INSTRUCTIONS TO FOLLOW =>
Copy the entries exactly, leaving out nothing.
━━ RECORD SET
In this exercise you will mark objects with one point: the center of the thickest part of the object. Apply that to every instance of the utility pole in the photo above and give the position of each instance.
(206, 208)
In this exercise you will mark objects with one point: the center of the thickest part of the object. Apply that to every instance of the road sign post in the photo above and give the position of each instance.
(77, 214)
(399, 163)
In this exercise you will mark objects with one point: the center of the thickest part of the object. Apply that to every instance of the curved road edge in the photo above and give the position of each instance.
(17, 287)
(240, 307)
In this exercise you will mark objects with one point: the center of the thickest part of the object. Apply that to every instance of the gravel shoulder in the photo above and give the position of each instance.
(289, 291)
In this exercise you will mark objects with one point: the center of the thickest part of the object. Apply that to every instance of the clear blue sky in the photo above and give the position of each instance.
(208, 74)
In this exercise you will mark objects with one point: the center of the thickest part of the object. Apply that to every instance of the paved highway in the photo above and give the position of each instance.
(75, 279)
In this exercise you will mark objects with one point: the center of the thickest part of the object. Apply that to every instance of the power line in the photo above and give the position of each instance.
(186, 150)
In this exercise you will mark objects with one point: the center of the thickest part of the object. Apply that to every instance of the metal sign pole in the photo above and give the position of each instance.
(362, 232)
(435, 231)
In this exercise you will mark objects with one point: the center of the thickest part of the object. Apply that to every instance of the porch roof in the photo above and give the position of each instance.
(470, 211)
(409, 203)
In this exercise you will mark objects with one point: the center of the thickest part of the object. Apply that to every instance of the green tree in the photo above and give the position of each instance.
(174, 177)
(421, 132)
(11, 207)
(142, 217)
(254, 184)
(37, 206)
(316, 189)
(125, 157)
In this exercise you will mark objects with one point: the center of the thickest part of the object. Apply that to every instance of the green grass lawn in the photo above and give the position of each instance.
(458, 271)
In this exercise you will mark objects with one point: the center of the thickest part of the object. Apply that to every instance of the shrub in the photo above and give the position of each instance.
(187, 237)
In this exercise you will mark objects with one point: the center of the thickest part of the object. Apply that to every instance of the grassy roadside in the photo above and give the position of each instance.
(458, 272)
━━━━
SOLUTION FOR THIS TASK =>
In this exercise you will mark objects with one point: the center of the thickest part of the object. Apply that to every instance of the utility pole in the photo above and give the position of each instance.
(206, 208)
In this exercise you will mark objects with one point: the center of the thickest part of the object. Apply that to every instance of the road sign post in the photo above and give the position of each instance.
(77, 214)
(399, 163)
In this exercise you will mark objects with one point: the center of the thickest part of the object. Apply that to every instance of the curved road edge in the photo above and give the position of each instance.
(17, 287)
(240, 307)
In this exercise you will mark objects with one point: the center of the thickest part of the object. Apply that to every instance of the gravel shoulder in the photo above and give the position of each instance.
(289, 291)
In this exercise you will mark objects with one point: the center of the thickest part of the object. Apply that to every instance of the clear blue sky in the photo above and give the position of each instance.
(208, 74)
In this exercise you will mark objects with one point: the center of the thickest part of the object. Apply that to every instance of the paved highway in the photo above and give the position of each instance.
(75, 279)
In this exercise you will mark objects with one point: the center of the thickest part of the object. Apply that to every instance of the power line in the photo above and give the position of each instance.
(186, 150)
In this exercise you will mark objects with one point: the center of the thickest part of the object. Apply that to every instance of the metal sign pole in the photo above and give the position of each instance.
(362, 232)
(435, 231)
In this exercise you will mark objects with one point: the center of the thickest part of the object. Apply that to every instance of the porch roof in the photo above and give the position of each instance.
(470, 211)
(409, 203)
In this exercise you will mark objects with one point: the center of the thickest part of the object. Apply that to every instance of the green tree in the photo above and give the position of each instance.
(174, 177)
(421, 132)
(11, 207)
(142, 217)
(254, 184)
(37, 206)
(316, 189)
(125, 157)
In this exercise you will mark objects with one point: the center of the thickest part of the object. Apply that to every instance of the green grass lawn in the photo above and give the position of each instance.
(458, 271)
In this exercise you will mark objects with one point: the center of the thickest part of the object. Apply that to every instance of the shrub in the photo above and give the position of each instance.
(187, 237)
In this exercise you will mark objects with one point: the center of the thickest part of the object. Apply that to every instance of the grassy roadside in the photo above and give the position of each instance.
(458, 272)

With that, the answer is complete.